What to work on:
Every line of the listing should be retyped exactly, but none of the pictures should be.

'''

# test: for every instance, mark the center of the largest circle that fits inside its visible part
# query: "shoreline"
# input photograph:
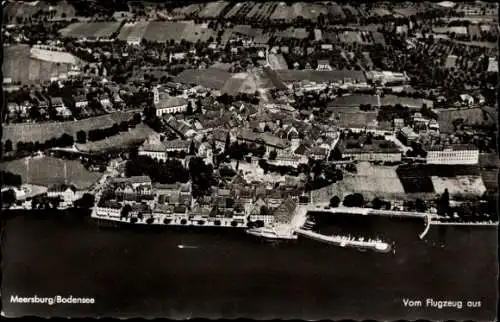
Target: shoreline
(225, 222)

'''

Result for this exercise:
# test: for every instance, mark the center of the largest circle that fits inside its visible part
# query: "shoreline"
# input photograph:
Target: shoreline
(225, 222)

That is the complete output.